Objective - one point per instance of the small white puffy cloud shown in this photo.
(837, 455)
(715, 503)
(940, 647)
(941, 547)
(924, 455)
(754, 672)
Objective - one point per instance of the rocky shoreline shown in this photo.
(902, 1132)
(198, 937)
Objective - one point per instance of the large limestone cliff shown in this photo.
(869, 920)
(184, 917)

+---+

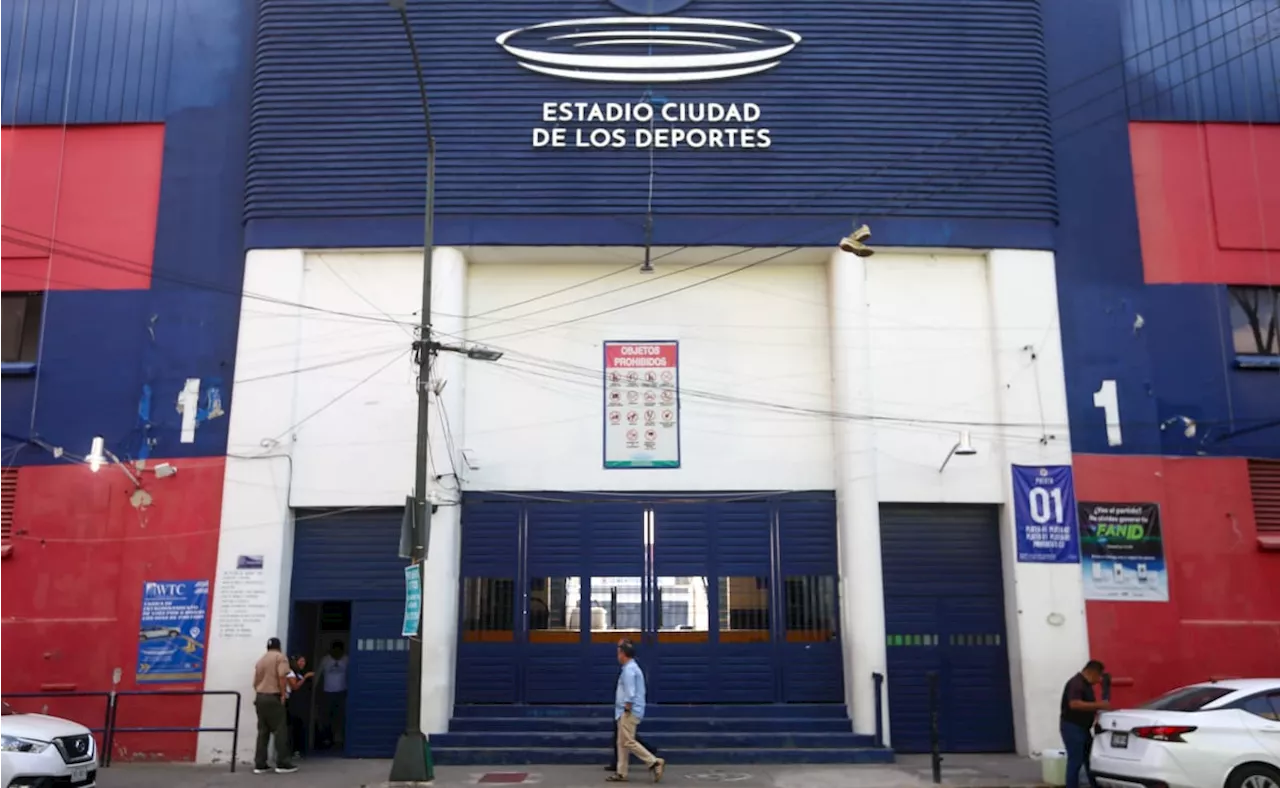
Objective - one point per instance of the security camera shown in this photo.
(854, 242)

+---+

Which lines in the items above contain the word "shown"? Copy each such line in full.

Objective - one point per instance of the small white puffy cloud shown in this photo.
Objective - one point per instance of the rocky shoreline shown in this photo.
Objective - one point per instance of the large limestone cliff shown in this photo.
Objective - one point per instance of the security camera shown in this photo.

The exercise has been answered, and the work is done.